▸ WORK REQUEST
Reproduce, word for word, all of the records; the pictures stay out.

▸ SUPPLIED DATA

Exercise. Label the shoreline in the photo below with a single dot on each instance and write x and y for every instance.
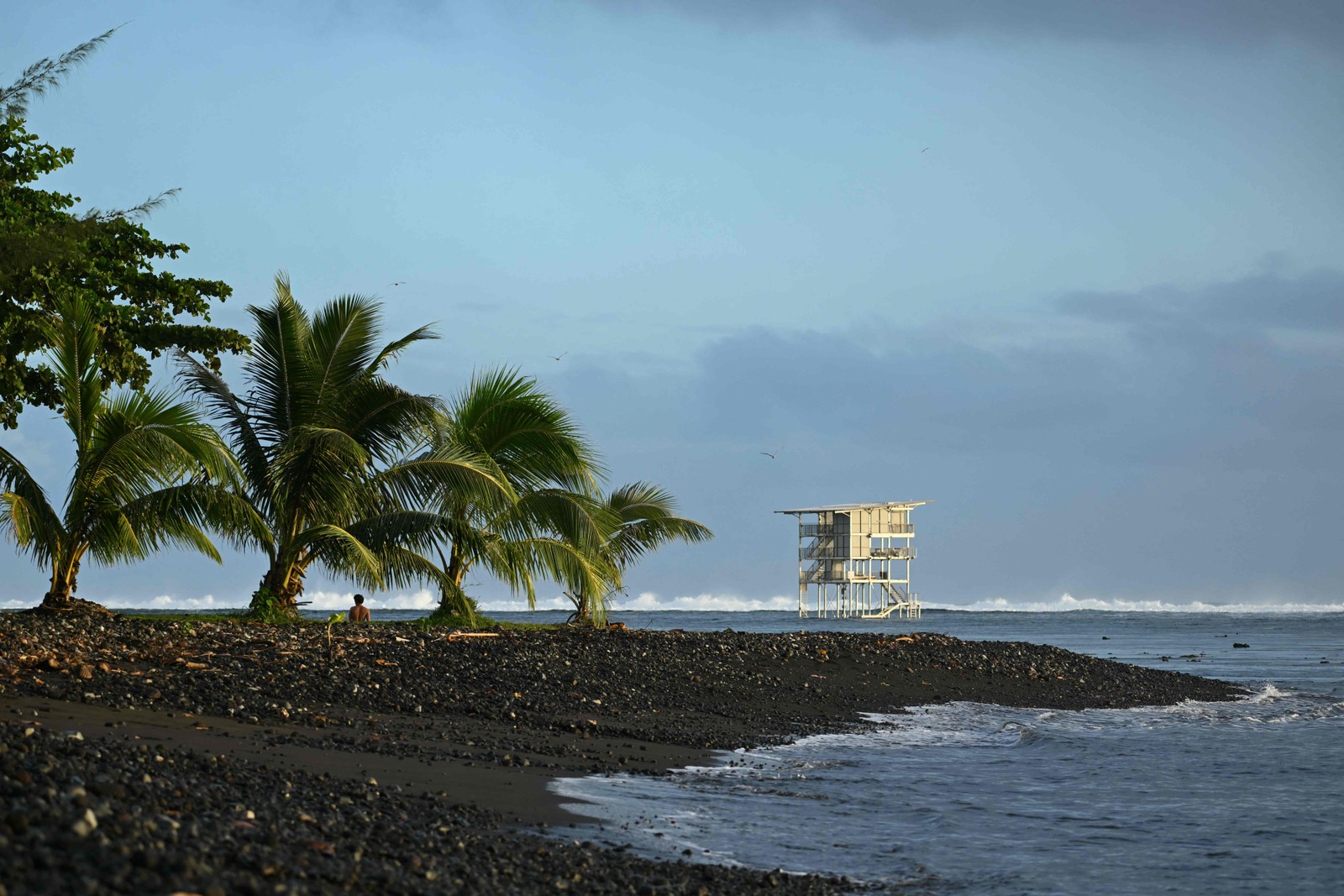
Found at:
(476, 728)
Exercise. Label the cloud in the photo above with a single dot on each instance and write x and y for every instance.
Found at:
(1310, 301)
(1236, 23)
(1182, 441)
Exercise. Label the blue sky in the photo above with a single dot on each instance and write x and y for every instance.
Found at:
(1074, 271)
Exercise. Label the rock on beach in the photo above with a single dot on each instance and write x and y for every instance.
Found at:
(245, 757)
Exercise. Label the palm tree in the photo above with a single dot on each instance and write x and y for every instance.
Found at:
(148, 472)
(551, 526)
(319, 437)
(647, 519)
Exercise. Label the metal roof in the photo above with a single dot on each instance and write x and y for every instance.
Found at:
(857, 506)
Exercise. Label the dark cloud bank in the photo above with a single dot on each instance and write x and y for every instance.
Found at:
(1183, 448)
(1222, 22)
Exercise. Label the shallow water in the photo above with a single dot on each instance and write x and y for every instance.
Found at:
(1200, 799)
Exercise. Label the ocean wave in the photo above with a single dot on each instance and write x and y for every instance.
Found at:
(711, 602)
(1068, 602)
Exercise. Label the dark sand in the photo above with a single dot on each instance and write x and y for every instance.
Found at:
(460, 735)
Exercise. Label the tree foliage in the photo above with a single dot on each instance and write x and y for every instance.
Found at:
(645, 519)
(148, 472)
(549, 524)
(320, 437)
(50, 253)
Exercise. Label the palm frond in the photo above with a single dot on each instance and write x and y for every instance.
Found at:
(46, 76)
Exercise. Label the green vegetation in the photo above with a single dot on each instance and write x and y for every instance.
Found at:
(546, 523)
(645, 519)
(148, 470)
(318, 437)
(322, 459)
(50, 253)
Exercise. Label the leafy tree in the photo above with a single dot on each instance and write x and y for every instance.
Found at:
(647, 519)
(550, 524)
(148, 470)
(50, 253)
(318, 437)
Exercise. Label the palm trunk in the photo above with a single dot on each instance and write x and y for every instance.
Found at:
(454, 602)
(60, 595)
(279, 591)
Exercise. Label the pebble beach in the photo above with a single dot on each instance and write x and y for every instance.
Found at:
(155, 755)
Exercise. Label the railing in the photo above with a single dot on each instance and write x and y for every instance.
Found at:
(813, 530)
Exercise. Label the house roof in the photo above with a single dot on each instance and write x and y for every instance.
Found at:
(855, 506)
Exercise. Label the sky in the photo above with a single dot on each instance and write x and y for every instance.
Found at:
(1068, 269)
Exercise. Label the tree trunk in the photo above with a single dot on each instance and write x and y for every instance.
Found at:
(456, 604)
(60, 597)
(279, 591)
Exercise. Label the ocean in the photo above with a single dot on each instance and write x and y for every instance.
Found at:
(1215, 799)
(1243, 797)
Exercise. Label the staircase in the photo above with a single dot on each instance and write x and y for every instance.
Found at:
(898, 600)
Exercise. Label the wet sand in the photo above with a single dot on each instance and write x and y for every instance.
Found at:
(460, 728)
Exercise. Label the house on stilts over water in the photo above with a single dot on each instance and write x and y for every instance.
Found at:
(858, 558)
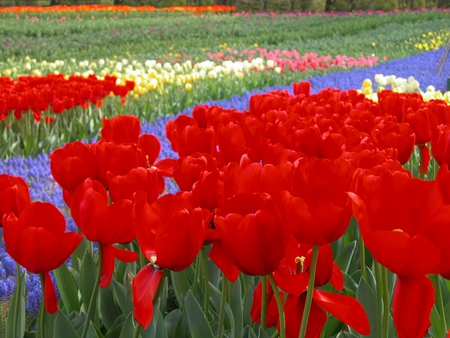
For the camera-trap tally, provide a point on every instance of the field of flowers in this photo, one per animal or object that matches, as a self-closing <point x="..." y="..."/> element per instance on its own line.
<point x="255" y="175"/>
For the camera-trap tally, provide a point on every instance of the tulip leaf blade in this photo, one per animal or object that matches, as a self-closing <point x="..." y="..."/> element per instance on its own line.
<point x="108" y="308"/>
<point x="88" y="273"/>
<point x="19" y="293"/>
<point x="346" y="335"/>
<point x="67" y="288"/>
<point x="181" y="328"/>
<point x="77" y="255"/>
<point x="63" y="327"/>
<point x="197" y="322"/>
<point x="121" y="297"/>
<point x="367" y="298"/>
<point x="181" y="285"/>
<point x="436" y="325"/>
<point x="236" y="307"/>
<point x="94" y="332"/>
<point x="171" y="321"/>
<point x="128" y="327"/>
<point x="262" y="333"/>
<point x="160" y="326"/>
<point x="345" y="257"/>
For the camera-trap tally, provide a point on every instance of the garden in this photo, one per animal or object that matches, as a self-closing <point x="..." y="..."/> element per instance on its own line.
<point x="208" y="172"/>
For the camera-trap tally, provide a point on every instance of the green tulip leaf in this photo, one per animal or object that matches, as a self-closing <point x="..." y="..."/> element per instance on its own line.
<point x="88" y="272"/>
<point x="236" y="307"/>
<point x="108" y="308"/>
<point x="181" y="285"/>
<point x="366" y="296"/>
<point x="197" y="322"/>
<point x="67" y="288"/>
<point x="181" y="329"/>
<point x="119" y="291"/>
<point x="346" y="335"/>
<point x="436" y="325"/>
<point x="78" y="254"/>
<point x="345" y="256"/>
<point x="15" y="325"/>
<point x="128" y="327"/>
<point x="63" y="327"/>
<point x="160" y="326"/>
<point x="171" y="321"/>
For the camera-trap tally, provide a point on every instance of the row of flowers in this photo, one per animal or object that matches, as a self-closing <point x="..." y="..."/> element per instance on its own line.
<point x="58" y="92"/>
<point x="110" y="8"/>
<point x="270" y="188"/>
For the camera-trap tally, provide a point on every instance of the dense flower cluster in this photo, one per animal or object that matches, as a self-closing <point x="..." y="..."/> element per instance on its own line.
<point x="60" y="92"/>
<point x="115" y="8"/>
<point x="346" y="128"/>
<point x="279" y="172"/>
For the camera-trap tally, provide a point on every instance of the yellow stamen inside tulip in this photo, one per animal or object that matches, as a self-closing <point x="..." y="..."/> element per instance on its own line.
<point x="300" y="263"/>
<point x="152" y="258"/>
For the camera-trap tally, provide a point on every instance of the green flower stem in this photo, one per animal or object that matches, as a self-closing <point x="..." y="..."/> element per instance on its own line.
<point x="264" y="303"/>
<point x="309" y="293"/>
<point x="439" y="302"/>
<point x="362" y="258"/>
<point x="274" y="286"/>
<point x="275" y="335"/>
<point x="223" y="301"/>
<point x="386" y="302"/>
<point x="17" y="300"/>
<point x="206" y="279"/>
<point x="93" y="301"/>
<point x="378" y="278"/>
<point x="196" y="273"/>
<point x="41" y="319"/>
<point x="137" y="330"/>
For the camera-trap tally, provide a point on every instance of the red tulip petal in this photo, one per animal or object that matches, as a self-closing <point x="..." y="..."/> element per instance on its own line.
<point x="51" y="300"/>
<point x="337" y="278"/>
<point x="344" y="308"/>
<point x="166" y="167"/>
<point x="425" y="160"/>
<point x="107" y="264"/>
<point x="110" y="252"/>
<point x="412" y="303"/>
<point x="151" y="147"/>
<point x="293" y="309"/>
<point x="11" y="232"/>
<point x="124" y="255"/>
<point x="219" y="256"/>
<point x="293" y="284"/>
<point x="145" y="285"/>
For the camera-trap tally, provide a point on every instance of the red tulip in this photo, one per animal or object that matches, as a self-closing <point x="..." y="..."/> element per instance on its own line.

▸ OUTPUT
Exercise. Label the shoreline in the photo below with a single dot on each instance and write x and y for every instance.
Found at:
(476, 728)
Exercise. Label the cloud in the photo above with a single dot on each instance and write x and y for every instance.
Found at:
(1310, 301)
(1236, 23)
(1182, 441)
Exercise. Label the blue sky in the photo above with a single dot on each instance and write x and y for every instance.
Found at:
(1074, 271)
Exercise. Label the rock on beach in the photo above with a single dot on each instance and write x and y for every instance.
Found at:
(245, 757)
Exercise. Label the palm tree in the photo above with a single dot on each instance and write x and y for every instance.
Found at:
(148, 472)
(551, 526)
(319, 437)
(647, 519)
Exercise. Label the metal roof in the photo above with a single dot on each instance and write x and y for every instance.
Found at:
(857, 506)
Exercise. Label the dark cloud bank in the photo above with a single dot on each instance and write x and y for every instance.
Found at:
(1183, 448)
(1222, 22)
Exercise. Label the shallow water in the photo above with a single dot on each instance and write x and y for every instance.
Found at:
(1200, 799)
Exercise. Label the ocean wave in the photo above with a single dot on each instance and write x and y for every instance.
Found at:
(711, 602)
(1068, 602)
Exercise. Label the dark sand in the photo above with a single dot on each instance and write x and y for every instance.
Found at:
(460, 735)
Exercise. Label the tree foliage in the photo above with a single dot on each instance and write x and y for every instance.
Found at:
(645, 519)
(148, 472)
(549, 524)
(320, 437)
(50, 253)
Exercise. Label the palm frond in the photo above with a single dot on each instance and write x and y for every instance.
Found at:
(46, 76)
Exercise. Label the green vegetation in the photo above with a single dot on each instance and write x and y for every instance.
Found at:
(546, 523)
(645, 519)
(148, 470)
(318, 437)
(322, 459)
(50, 253)
Exercise. Label the leafy tree in the photo above with a single dot on each instance and write x and y for every instance.
Found at:
(647, 519)
(550, 524)
(148, 470)
(50, 253)
(318, 437)
Exercise. Label the palm trunk in the photo above with a single dot on each instance and write x and y for every instance.
Found at:
(454, 602)
(60, 595)
(279, 591)
Exercise. Label the pebble beach in the photo above with a single dot on each instance and write x and y for every instance.
Found at:
(155, 755)
Exercise. Label the railing in the photo above with a single dot on each instance and write x and y for every instance.
Found at:
(813, 530)
Exercise. Label the house roof in the photo above with a single dot on each instance and write x and y for every instance.
Found at:
(855, 506)
Exercise. Label the sky in the photo above with a single dot on each instance and write x and y for every instance.
Found at:
(1068, 269)
Exercise. Label the tree trunk in the photo above with a single dot on each instance and write x and y for every instance.
Found at:
(456, 604)
(60, 597)
(279, 591)
Exercise. Label the ocean in the photo above with a single dot on each instance and write x and y for every instance.
Found at:
(1215, 799)
(1243, 797)
Exercise. Label the staircase in the photo above with a single dot on each instance and write x and y for every instance.
Found at:
(898, 600)
Exercise. Label the wet sand in the photo above with a single dot on each instance and write x and y for every instance.
Found at:
(460, 728)
Exercise. Label the house on stilts over water in the photo above with a single dot on each instance and write x and y for every instance.
Found at:
(858, 558)
For the camera-trap tally, provide a point on every instance of the field of flowers in this photo, one per animal or object that matches, as a self-closing <point x="..." y="..."/> element per instance on its own line.
<point x="255" y="175"/>
For the camera-trap tally, provide a point on every instance of the tulip leaf blade in this photo, one per animal or object that matches, as a self-closing <point x="..." y="..."/> element per instance on its own line.
<point x="108" y="308"/>
<point x="88" y="273"/>
<point x="19" y="293"/>
<point x="346" y="335"/>
<point x="67" y="288"/>
<point x="181" y="328"/>
<point x="77" y="255"/>
<point x="63" y="327"/>
<point x="197" y="322"/>
<point x="121" y="297"/>
<point x="367" y="298"/>
<point x="181" y="285"/>
<point x="436" y="325"/>
<point x="236" y="307"/>
<point x="94" y="332"/>
<point x="171" y="321"/>
<point x="128" y="327"/>
<point x="262" y="333"/>
<point x="160" y="326"/>
<point x="345" y="257"/>
For the camera-trap tally, provide a point on every instance of the garden in this photo, one per animal or object that matches, as a self-closing <point x="..." y="..."/> element per instance on its own line.
<point x="208" y="172"/>
For the camera-trap tally, provide a point on every instance of the green tulip leaf in this photo, one per animal or object that matches, as a self-closing <point x="..." y="..."/> element per instance on its own line.
<point x="88" y="272"/>
<point x="236" y="307"/>
<point x="108" y="308"/>
<point x="181" y="285"/>
<point x="366" y="296"/>
<point x="197" y="322"/>
<point x="67" y="288"/>
<point x="181" y="329"/>
<point x="119" y="291"/>
<point x="346" y="335"/>
<point x="436" y="325"/>
<point x="78" y="254"/>
<point x="345" y="256"/>
<point x="15" y="325"/>
<point x="128" y="327"/>
<point x="63" y="327"/>
<point x="160" y="326"/>
<point x="171" y="321"/>
For the camera-trap tally, provide a point on every instance of the row of flowers in this photo, one per animal or object that matches, as a self-closing <point x="..." y="..."/> element per instance on its own line.
<point x="58" y="92"/>
<point x="110" y="8"/>
<point x="270" y="188"/>
For the camera-trap tally, provide a point on every instance of the dense flower cluster in this photo, one per animal or object that matches, as a self-closing <point x="..." y="..."/> element per instance on its own line.
<point x="60" y="92"/>
<point x="115" y="8"/>
<point x="346" y="128"/>
<point x="279" y="172"/>
For the camera-trap tally, provide a point on every instance of the yellow stamen inside tulip in this photo, one per animal or object that matches, as a self-closing <point x="..." y="..."/> element per instance on its own line.
<point x="300" y="263"/>
<point x="152" y="258"/>
For the camera-trap tally, provide a point on every instance of the green flower stem in this photo, one per animal or object that matches, as a self-closing <point x="..." y="..."/> element per instance on its own line.
<point x="264" y="303"/>
<point x="309" y="293"/>
<point x="439" y="302"/>
<point x="362" y="258"/>
<point x="274" y="286"/>
<point x="275" y="335"/>
<point x="223" y="301"/>
<point x="386" y="302"/>
<point x="17" y="300"/>
<point x="206" y="279"/>
<point x="93" y="301"/>
<point x="378" y="278"/>
<point x="196" y="273"/>
<point x="41" y="319"/>
<point x="137" y="330"/>
For the camera-trap tally, provide a point on every instance of the red tulip petal in this photo, one per animal or object that matches, as a self-closing <point x="..." y="..."/> element per instance on its own line.
<point x="51" y="300"/>
<point x="337" y="278"/>
<point x="344" y="308"/>
<point x="166" y="167"/>
<point x="425" y="160"/>
<point x="107" y="264"/>
<point x="110" y="252"/>
<point x="412" y="303"/>
<point x="151" y="147"/>
<point x="293" y="309"/>
<point x="11" y="232"/>
<point x="124" y="255"/>
<point x="219" y="256"/>
<point x="293" y="284"/>
<point x="145" y="285"/>
For the camera-trap tally, provide a point on every instance of the red tulip in this photo, one per animal or object that matches, as a self-closing <point x="..." y="..."/> element per instance on its own line.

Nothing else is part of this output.